In a groundbreaking order issued October 7, Sri Lanka’s Supreme Court ordered five members of the Rajapakse family and accomplices to answer for driving the once prosperous nation into bankruptcy.  

While Gotabaya was president and three brothers and a nephew ministers, the government took on ever greater levels of foreign debt while recklessly cutting taxes and pursuing unsustainable monetary policies. The result: the economy is expected shrink by 8.7 percent this year, inflation recently exceeded 60 percent, and an additional 2.7 million Sri Lankans will likely fall into abject poverty (here and here).

As economic conditions deteriorated in late spring, the four Rajapkse ministers resigned, and Gotabaya later fled the country as protesters stormed the presidential residence (here). But though out of office, the Rajapakses are not out of power. They still control parliament, and it picked a Rajapkse crony to serve the remainder of Gotabaya’s term as president.

With parliament unlikely to hold the Rajapkses accountable for economic mismanagement and the corruption that underlay it, civil society turned to the one institution in the country that remained largely untouched during the Rajapakse’s misrule: the judiciary.  Last June Transparency International Sri Lanka and three prominent Sri Lankans asked the nation’s highest court to hear their claim that the result of the Rajapakses’ economic mismanagement their constitutional rights to equal treatment, freedom to pursue gainful work, and access to government information had been denied. The petition further asks that:

  • the Central Bank, Finance Ministry, and other agencies be required to produce documents chronicling the mismanagement,
  • a committee be empaneled to examine the documents and compile a report, and
  • the Attorney General be directed to investigate and prosecute any wrongdoing disclosed.

For those fortunate enough to live in functioning democracies, this action would be extraordinary.  A request that a court assume the powers of a legislature and hold those in charge of the government accountable for their actions.

But given the power the Rajapakses accumulated during their long period in office, it appears to be the only path to accountability.  And to the restoration of the democratic freedoms Sri Lanka’s constitution promises all citizens.  Citizen activists, believers in the rule of law, and democrats everywhere will be hoping Sri Lanka’s judiciary can meet this unprecedented challenge.

Tasks to complete.
**A)** From the passage on the Sri Lanka Supreme Court order, reproduce the text between "As economic conditions" and "term as president.", inclusive.
**B)** List the constitutional rights that, according to the passage on the Sri Lanka Supreme Court order, the petitioners say were denied to them.

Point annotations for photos
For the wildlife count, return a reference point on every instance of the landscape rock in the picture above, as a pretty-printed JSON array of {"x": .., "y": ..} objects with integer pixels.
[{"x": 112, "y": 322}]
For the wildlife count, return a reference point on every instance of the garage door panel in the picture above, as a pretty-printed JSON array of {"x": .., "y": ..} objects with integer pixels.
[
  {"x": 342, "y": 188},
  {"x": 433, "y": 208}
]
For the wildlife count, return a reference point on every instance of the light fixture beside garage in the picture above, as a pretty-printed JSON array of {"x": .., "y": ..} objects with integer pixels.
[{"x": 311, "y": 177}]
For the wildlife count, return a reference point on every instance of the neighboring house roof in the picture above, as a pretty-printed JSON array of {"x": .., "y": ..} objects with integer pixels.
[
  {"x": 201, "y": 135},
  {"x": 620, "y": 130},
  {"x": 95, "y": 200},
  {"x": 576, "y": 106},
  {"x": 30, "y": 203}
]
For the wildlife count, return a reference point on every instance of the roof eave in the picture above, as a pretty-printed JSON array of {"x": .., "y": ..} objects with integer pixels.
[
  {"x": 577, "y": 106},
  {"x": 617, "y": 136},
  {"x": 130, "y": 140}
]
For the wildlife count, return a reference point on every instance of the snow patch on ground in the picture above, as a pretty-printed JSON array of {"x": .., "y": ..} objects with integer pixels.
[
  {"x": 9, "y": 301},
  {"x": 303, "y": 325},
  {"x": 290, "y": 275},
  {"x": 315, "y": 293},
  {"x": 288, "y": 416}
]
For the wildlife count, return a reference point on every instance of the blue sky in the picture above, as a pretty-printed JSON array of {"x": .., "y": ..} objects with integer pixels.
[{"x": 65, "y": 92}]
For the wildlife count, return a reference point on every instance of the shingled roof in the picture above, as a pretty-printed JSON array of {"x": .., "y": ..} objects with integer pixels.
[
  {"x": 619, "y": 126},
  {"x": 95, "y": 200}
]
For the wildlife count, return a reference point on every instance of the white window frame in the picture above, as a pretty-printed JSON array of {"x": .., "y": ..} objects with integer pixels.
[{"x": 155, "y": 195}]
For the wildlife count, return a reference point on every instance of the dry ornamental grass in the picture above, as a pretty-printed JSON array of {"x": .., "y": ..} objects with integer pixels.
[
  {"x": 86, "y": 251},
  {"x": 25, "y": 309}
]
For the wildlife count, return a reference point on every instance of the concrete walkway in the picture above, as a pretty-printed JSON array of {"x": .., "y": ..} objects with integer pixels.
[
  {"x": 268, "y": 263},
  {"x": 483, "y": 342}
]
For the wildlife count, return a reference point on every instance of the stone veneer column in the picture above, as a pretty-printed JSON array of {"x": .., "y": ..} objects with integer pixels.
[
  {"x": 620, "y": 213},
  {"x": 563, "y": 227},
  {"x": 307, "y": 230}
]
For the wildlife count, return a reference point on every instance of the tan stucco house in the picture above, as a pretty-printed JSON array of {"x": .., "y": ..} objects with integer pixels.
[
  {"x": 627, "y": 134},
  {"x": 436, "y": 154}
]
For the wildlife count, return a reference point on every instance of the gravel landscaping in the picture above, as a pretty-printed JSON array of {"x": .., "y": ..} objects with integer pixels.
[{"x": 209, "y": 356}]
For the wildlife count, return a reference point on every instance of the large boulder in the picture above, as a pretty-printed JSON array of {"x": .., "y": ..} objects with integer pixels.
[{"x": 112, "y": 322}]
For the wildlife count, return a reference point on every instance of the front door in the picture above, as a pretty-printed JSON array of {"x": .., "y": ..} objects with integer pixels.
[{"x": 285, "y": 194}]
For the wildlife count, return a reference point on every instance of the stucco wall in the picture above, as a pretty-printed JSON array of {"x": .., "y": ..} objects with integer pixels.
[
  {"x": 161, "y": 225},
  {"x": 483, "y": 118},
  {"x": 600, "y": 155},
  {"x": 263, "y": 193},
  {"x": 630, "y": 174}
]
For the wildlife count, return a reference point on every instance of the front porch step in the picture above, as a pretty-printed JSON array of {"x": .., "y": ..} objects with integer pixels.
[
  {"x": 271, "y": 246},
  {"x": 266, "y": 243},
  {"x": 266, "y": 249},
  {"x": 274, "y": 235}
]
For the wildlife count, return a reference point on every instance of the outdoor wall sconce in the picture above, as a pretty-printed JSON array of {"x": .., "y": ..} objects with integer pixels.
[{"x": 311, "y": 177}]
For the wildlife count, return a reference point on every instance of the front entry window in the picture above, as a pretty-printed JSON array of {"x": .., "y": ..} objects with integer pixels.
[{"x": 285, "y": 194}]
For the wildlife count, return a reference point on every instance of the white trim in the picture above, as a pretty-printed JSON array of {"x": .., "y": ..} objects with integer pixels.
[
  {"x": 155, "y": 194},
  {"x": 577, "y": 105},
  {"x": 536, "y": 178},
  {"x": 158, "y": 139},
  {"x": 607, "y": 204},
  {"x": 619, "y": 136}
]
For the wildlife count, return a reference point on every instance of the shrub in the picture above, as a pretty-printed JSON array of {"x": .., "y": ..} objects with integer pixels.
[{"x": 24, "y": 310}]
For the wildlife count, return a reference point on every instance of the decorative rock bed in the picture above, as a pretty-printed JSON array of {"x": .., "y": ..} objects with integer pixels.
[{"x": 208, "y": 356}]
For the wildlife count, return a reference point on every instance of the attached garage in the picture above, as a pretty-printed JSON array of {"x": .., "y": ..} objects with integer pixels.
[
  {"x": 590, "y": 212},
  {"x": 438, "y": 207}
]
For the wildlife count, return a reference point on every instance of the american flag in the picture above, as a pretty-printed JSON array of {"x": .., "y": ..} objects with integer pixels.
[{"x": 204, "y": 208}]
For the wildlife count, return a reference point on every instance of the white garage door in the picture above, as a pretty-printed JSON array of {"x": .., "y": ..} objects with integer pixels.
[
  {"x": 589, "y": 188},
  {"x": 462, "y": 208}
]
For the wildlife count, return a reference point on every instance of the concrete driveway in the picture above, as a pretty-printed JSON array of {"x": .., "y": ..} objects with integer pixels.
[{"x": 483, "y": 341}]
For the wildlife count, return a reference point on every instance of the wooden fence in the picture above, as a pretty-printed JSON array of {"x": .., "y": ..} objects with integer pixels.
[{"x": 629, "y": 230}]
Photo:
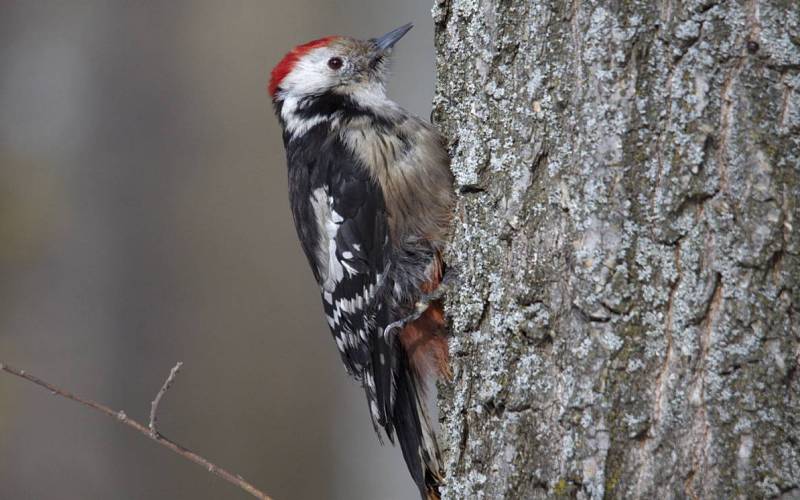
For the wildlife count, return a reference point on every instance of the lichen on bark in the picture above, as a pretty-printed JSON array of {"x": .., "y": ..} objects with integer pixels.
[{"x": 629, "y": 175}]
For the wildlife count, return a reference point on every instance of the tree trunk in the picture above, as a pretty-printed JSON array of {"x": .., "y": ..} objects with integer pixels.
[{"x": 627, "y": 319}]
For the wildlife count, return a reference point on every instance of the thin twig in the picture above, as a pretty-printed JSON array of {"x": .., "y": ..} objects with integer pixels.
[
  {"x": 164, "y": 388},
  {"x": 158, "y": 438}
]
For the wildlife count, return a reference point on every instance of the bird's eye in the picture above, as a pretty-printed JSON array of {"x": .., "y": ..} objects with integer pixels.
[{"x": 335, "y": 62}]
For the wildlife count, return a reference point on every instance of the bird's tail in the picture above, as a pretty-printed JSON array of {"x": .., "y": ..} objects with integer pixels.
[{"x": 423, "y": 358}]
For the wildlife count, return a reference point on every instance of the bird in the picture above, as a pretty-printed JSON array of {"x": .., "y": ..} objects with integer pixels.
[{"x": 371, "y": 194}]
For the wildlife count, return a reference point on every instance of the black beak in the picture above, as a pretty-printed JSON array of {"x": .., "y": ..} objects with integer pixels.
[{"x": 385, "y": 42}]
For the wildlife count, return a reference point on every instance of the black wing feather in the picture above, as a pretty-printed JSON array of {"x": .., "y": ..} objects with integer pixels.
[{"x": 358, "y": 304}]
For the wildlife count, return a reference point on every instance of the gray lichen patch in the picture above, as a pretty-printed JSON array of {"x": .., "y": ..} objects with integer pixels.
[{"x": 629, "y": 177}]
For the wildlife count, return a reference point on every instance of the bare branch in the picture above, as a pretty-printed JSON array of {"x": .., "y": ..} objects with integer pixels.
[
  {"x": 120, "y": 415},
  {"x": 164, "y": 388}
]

--

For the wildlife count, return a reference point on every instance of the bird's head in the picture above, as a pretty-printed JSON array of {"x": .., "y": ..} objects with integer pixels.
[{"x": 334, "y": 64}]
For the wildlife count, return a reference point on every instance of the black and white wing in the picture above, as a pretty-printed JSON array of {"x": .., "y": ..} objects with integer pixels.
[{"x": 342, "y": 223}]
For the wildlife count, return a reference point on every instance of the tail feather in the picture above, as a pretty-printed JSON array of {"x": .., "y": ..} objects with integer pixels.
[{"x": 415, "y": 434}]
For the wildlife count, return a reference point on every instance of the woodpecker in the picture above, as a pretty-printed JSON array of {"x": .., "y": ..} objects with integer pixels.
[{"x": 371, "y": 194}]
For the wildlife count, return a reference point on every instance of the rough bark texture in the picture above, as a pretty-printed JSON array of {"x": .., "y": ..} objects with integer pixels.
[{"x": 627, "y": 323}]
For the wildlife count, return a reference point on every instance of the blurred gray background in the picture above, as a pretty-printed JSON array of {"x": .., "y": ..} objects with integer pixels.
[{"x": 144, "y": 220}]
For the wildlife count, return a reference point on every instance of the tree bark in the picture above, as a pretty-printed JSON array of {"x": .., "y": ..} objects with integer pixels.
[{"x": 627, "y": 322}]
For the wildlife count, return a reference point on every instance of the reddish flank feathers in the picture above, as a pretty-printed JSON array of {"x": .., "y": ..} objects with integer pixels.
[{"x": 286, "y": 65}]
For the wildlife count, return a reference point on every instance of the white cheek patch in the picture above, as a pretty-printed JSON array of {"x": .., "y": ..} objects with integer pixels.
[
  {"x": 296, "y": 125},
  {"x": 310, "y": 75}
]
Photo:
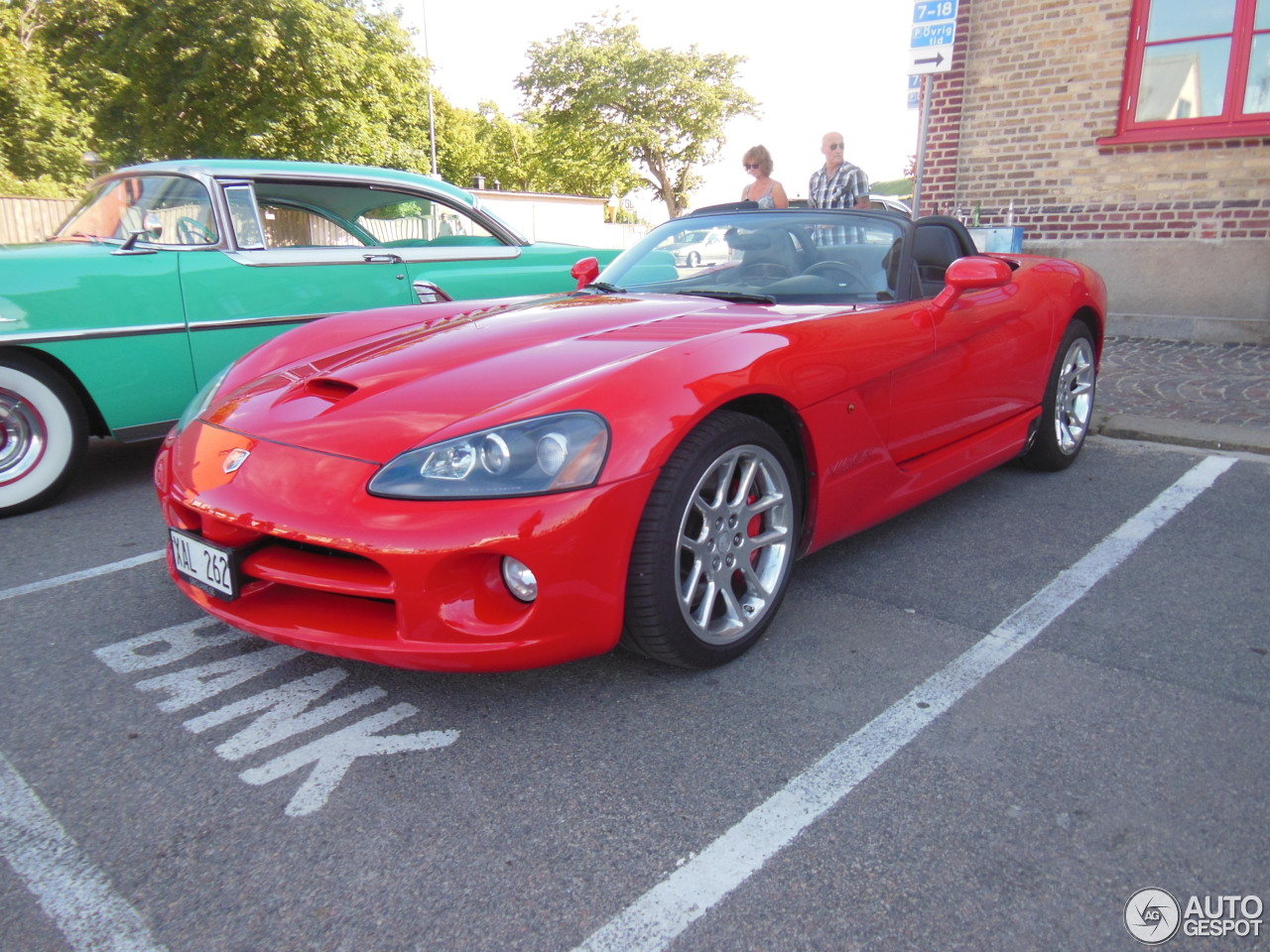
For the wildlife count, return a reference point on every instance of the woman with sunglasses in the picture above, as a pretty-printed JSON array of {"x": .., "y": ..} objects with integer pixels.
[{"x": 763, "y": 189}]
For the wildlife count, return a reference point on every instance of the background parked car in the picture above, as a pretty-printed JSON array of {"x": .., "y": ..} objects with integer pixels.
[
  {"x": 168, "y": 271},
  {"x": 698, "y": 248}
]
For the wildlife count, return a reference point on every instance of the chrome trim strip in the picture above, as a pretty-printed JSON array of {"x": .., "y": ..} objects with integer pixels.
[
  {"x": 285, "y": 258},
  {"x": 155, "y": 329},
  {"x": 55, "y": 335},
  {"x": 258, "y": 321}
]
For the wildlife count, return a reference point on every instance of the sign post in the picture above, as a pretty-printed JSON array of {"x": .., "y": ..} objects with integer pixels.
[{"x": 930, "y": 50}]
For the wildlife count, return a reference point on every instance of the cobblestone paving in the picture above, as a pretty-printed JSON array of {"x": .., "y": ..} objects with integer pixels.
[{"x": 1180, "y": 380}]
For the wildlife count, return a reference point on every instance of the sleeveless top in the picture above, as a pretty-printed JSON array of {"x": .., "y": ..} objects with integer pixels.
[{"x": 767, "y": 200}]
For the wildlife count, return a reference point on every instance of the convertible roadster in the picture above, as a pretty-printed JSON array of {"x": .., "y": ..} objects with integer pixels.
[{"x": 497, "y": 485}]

Final answers.
**A)**
As economic conditions deteriorated in late spring, the four Rajapkse ministers resigned, and Gotabaya later fled the country as protesters stormed the presidential residence (here). But though out of office, the Rajapakses are not out of power. They still control parliament, and it picked a Rajapkse crony to serve the remainder of Gotabaya’s term as president.

**B)**
- Equal treatment
- Freedom to pursue gainful work
- Access to government information